- 任务要求 -
1. 根据关于地震与羌族的文字,强震过去一个月后,每天的余震有多少次?
2. 请一字不差地重复关于地震与羌族的文字中从“来到成都后,各种飞进耳朵里的”开始、到“胁与恐怖笼罩着每个人的心头。”结束的部分。
3. 请接续关于地震与羌族的文字,从其最后一句之后往下写。

- 文档节选 -
• • • •

来到成都后,各种飞进耳朵里的讯息就繁多又可信了。看来一切都比我们想象的糟糕。当时,救灾的焦点是灾民安置。在雨季到来之前必须把组装成的简易板房搭建起来;同时,防止瘟疫与消毒的工作不能留下任何死角;尽管这里离灾区还有几十公里,空气里已可以闻到消毒剂的气味。强震过去一个月,余震依然不停,每天大大小小的余震都超过百次,我住在四川饭店一天夜间就被强烈的余震摇醒;我是唐山大地震的受难者,对大地的晃动分外敏感。这些余震对灾区的真正威胁是极易引起山体滑坡,将刚刚打通的道路重新堵上。灾区还有一个更大的威胁,便是那些居高临下的巨型堰塞湖随时可能溃堤,将数十亿立方米的积水一泻而下。这种威胁与恐怖笼罩着每个人的心头。
这时,前往汶川和茂县的道路完全不通,更别说再往深山里去探察羌寨。当地人说即使进去也找不到人了,许多村寨包括著名的萝卜寨都已夷为平地,北川县大禹的故里禹里乡还泡在堰塞湖里呢。那些住在深山里、随时可能遭受次生灾害威胁的羌民,正在被当地政府大批撤离出来。他们离开自己世代生息的家园只是一种暂时的无奈之举?事后会不会返回去?如果从此迁徙他乡,不再有那种“神灵护佑”的自然与人文环境,他们还会拥有那些传衍了数千年的白石信仰、萨朗舞、羊皮鼓、羌笛和瓦尔俄足节吗?还会传承这些古老的包蕴着自己民族灵魂的文化吗?如果失去自己的文化,他们的民族不就名存实亡了吗?!
可靠的消息说,此次地震死亡总人数的三分之一是羌人,约三万余!

• • • •

- 数据部分 -
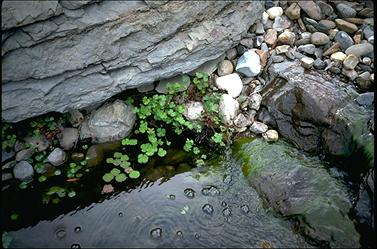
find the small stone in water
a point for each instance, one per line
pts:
(245, 208)
(226, 212)
(189, 193)
(156, 233)
(227, 179)
(207, 208)
(61, 233)
(179, 234)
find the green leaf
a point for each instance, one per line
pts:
(121, 177)
(14, 216)
(108, 177)
(161, 152)
(134, 174)
(115, 171)
(142, 158)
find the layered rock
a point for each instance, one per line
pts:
(315, 112)
(80, 54)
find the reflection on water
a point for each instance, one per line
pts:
(209, 206)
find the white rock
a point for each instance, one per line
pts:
(271, 136)
(57, 157)
(282, 49)
(232, 83)
(258, 127)
(307, 62)
(228, 108)
(193, 110)
(249, 64)
(338, 56)
(264, 18)
(274, 12)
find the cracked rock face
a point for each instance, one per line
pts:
(72, 55)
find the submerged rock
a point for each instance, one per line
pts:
(299, 187)
(23, 171)
(111, 122)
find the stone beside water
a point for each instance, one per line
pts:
(249, 64)
(232, 83)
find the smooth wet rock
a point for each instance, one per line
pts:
(307, 62)
(232, 83)
(38, 142)
(338, 56)
(242, 121)
(271, 136)
(319, 38)
(68, 138)
(281, 23)
(274, 12)
(258, 127)
(249, 64)
(344, 40)
(296, 185)
(111, 122)
(228, 108)
(156, 233)
(75, 117)
(182, 80)
(57, 157)
(360, 49)
(145, 88)
(311, 9)
(208, 209)
(24, 154)
(225, 67)
(287, 37)
(189, 193)
(363, 80)
(319, 64)
(348, 27)
(77, 156)
(270, 37)
(293, 11)
(255, 101)
(94, 156)
(344, 10)
(351, 61)
(304, 118)
(23, 171)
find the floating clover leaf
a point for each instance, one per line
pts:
(134, 174)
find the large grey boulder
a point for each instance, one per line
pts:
(318, 113)
(110, 122)
(299, 187)
(87, 55)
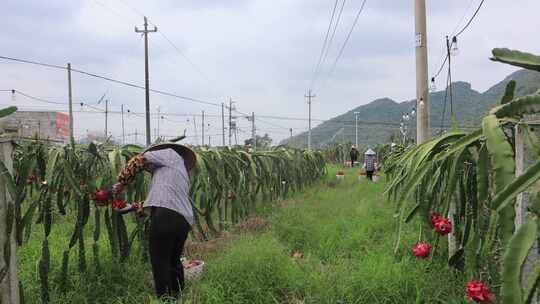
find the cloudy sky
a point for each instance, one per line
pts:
(260, 53)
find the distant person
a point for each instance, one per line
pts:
(370, 159)
(354, 155)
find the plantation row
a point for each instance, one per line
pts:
(464, 186)
(73, 183)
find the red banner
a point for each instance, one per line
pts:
(62, 125)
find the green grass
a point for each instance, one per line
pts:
(345, 233)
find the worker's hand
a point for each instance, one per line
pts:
(118, 188)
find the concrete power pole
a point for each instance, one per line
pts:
(202, 125)
(309, 97)
(223, 122)
(106, 119)
(356, 126)
(422, 97)
(230, 122)
(123, 128)
(146, 76)
(290, 131)
(71, 137)
(253, 135)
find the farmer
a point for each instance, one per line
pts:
(168, 204)
(354, 155)
(370, 163)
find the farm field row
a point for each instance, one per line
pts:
(343, 234)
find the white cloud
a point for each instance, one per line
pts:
(259, 52)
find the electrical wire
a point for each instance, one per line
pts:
(347, 39)
(316, 71)
(462, 17)
(171, 43)
(471, 19)
(125, 83)
(336, 25)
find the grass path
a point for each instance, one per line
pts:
(345, 232)
(346, 236)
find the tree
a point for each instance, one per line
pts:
(262, 141)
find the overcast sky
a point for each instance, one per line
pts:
(260, 53)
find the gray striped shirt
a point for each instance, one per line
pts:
(169, 187)
(369, 162)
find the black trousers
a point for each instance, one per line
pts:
(369, 174)
(168, 233)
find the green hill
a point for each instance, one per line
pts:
(379, 120)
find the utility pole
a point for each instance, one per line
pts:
(309, 97)
(356, 127)
(159, 118)
(422, 97)
(450, 78)
(146, 76)
(195, 127)
(123, 128)
(223, 122)
(202, 125)
(253, 130)
(106, 118)
(230, 122)
(71, 137)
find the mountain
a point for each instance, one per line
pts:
(379, 120)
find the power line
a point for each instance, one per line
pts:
(121, 82)
(316, 71)
(329, 42)
(462, 17)
(170, 42)
(454, 37)
(471, 19)
(347, 39)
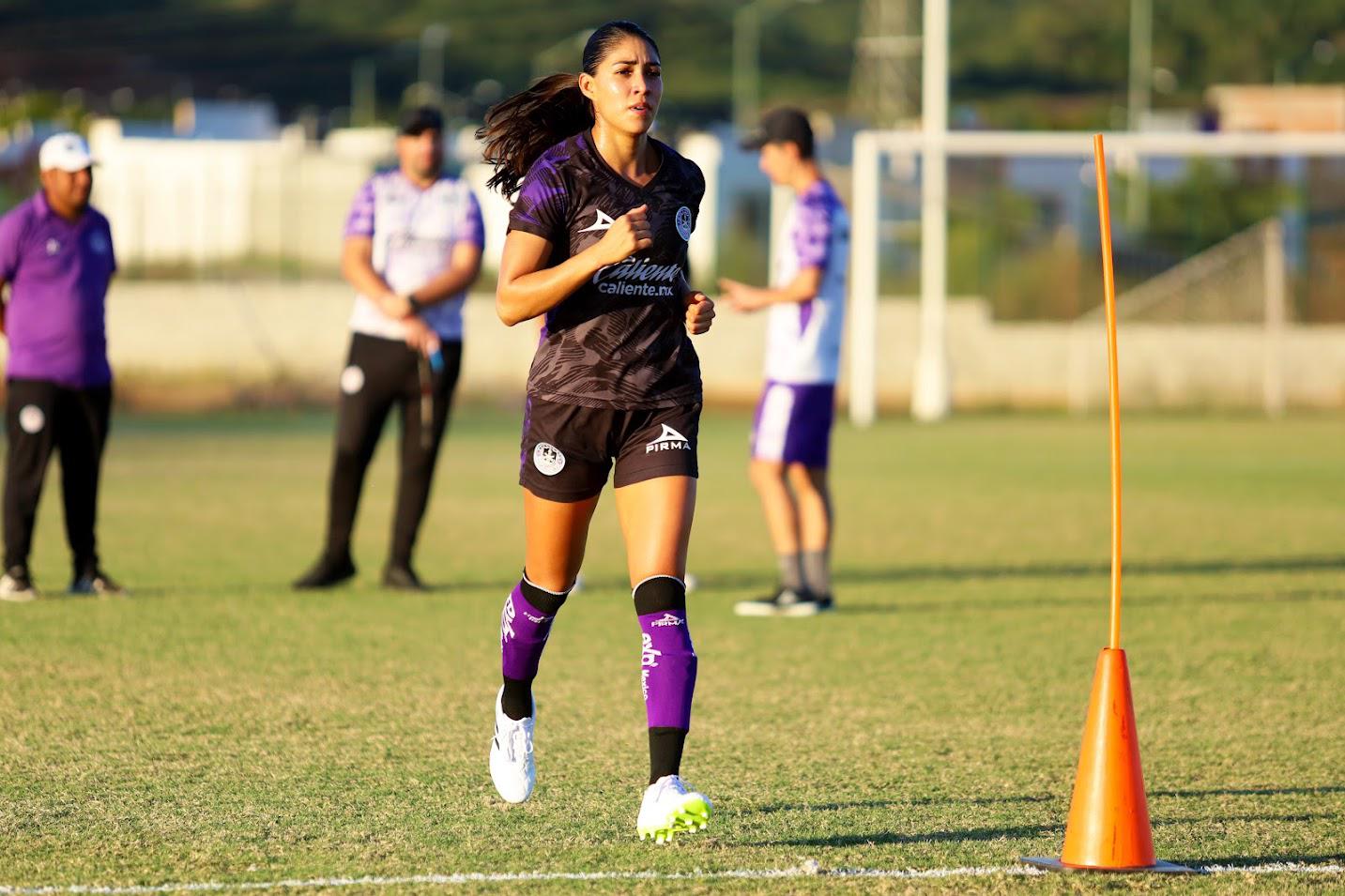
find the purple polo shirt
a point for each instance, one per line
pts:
(58, 273)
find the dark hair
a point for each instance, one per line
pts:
(521, 128)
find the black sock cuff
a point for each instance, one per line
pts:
(547, 601)
(659, 595)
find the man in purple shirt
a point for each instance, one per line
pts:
(56, 260)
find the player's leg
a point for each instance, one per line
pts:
(562, 477)
(816, 527)
(30, 406)
(81, 433)
(807, 456)
(766, 470)
(419, 456)
(369, 387)
(655, 502)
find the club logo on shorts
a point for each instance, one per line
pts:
(351, 380)
(547, 459)
(683, 222)
(31, 420)
(668, 440)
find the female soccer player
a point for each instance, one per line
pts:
(597, 244)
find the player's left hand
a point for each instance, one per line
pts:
(396, 306)
(419, 335)
(699, 312)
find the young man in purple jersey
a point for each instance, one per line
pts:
(806, 309)
(56, 259)
(413, 247)
(597, 245)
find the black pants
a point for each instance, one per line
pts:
(39, 418)
(381, 374)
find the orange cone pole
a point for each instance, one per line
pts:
(1108, 815)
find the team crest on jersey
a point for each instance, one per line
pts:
(31, 420)
(547, 459)
(683, 222)
(603, 222)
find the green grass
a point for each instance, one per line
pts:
(220, 727)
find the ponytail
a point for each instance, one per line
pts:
(521, 128)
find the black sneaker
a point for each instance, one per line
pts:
(403, 577)
(16, 585)
(785, 601)
(99, 583)
(326, 573)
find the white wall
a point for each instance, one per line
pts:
(254, 335)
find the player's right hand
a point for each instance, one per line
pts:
(628, 235)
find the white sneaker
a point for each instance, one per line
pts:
(670, 809)
(512, 768)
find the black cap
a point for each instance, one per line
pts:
(419, 120)
(783, 126)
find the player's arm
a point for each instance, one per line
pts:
(699, 309)
(804, 287)
(357, 266)
(527, 288)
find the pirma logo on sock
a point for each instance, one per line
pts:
(668, 440)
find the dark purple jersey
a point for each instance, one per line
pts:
(620, 340)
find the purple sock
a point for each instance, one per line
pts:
(525, 629)
(667, 660)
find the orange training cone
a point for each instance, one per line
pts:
(1108, 818)
(1108, 827)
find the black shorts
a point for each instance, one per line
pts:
(568, 449)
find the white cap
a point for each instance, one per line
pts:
(65, 151)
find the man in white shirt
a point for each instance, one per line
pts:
(413, 247)
(806, 309)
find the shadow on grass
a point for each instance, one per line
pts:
(881, 839)
(1251, 861)
(894, 803)
(1249, 791)
(1025, 831)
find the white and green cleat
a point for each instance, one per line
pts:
(670, 809)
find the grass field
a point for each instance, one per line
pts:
(217, 727)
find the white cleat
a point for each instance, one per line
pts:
(670, 809)
(512, 768)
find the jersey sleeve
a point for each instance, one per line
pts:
(813, 235)
(471, 228)
(112, 247)
(360, 220)
(543, 204)
(11, 235)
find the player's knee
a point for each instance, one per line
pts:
(766, 474)
(806, 480)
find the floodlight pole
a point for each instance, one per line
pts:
(434, 38)
(931, 394)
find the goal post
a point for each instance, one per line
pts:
(872, 147)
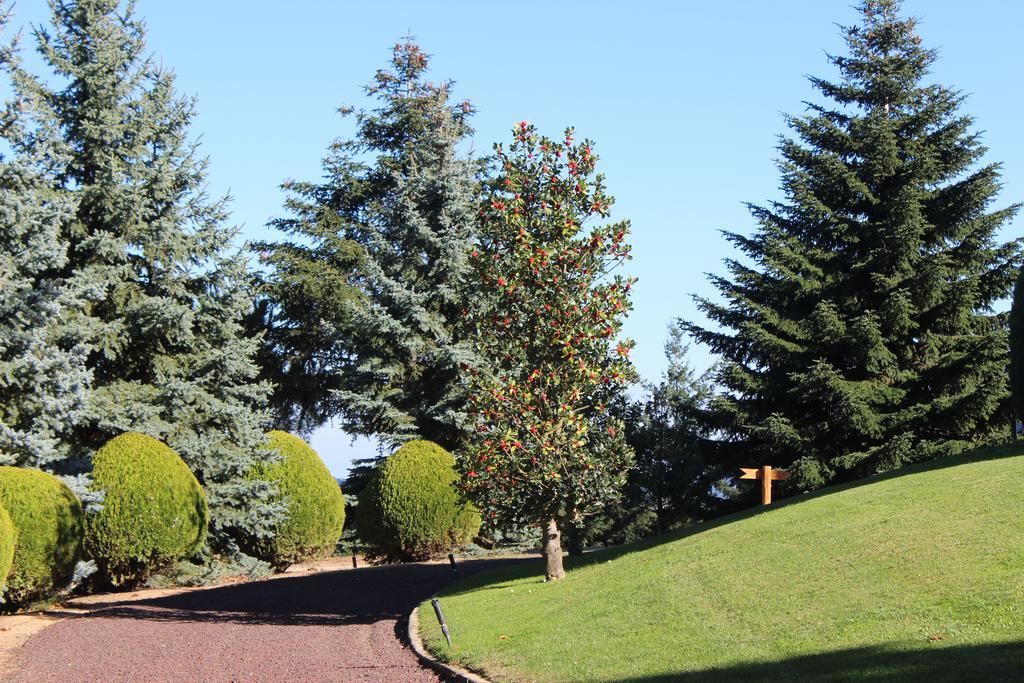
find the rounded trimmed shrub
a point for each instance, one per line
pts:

• • • •

- 作答结果 -
1. 每天大大小小的余震都超过百次。

2.
来到成都后,各种飞进耳朵里的讯息就繁多又可信了。看来一切都比我们想象的糟糕。当时,救灾的焦点是灾民安置。在雨季到来之前必须把组装成的简易板房搭建起来;同时,防止瘟疫与消毒的工作不能留下任何死角;尽管这里离灾区还有几十公里,空气里已可以闻到消毒剂的气味。强震过去一个月,余震依然不停,每天大大小小的余震都超过百次,我住在四川饭店一天夜间就被强烈的余震摇醒;我是唐山大地震的受难者,对大地的晃动分外敏感。这些余震对灾区的真正威胁是极易引起山体滑坡,将刚刚打通的道路重新堵上。灾区还有一个更大的威胁,便是那些居高临下的巨型堰塞湖随时可能溃堤,将数十亿立方米的积水一泻而下。这种威胁与恐怖笼罩着每个人的心头。

3.
经过我们的再三争取,被允许去到德阳、绵竹、汉旺和北川。绵竹和北川这两地是我们命名的民间文化之乡。北川是大禹文化之乡,绵竹不是羌人集聚地,但是木版年画之乡。三年前,我曾在绵竹召开过专家座谈会,由此启动了这一西部重要的年画产地的地毯式普查。但这次一来,面目全非,其情其景,惨不忍睹。我们关切的文化遗产,已经和废墟混在一起,到处堆在田野上。此刻北川已然封城,小雨中湿漉漉的空气里有一种难闻的异臭。据说县城外道边北川中学的废墟里还压着数百名学生的尸体。我们进出此城,都必须经过药水渍淋。这种感受我在任何地方也没有体验过。
我把我在北川和绵竹的见闻、感受与思索写了两篇散文式的文章。从文学的角度而言,感受的记录比事件的记录更重要,因录如下:
羌去何处?
羌,一个古老的文字,一个古老民族的族姓,早已渐渐变得很陌生了,最近却频频出现于报端。这因为,它处在惊天动地的汶川大地震的中心。
“羌”字被古文字学家解释为“羊”字与“人”字的组合,因称他们为“西戎的牧羊人”。在典籍扑朔迷离的记述中,还可找到羌与大禹以及发明了农具的神农氏的血缘关系。
这个有着三千年以上历史、衍生过不少民族的羌,被费孝通先生称之为“一个向外输血的民族”,曾经为中华文明史做出过杰出贡献。但如今只有三十万人,散布在北川一带白云弥漫的高山深谷中。他们居住的山寨被称做“云朵上的村寨”。然而这次他们主要聚居的阿坝州汶川、茂县、理县和绵阳的北川,都成了大灾难中悲剧的主角;除去少数一干羌民远居在贵州省铜仁地区之外,其他所有羌民几乎全是灾民。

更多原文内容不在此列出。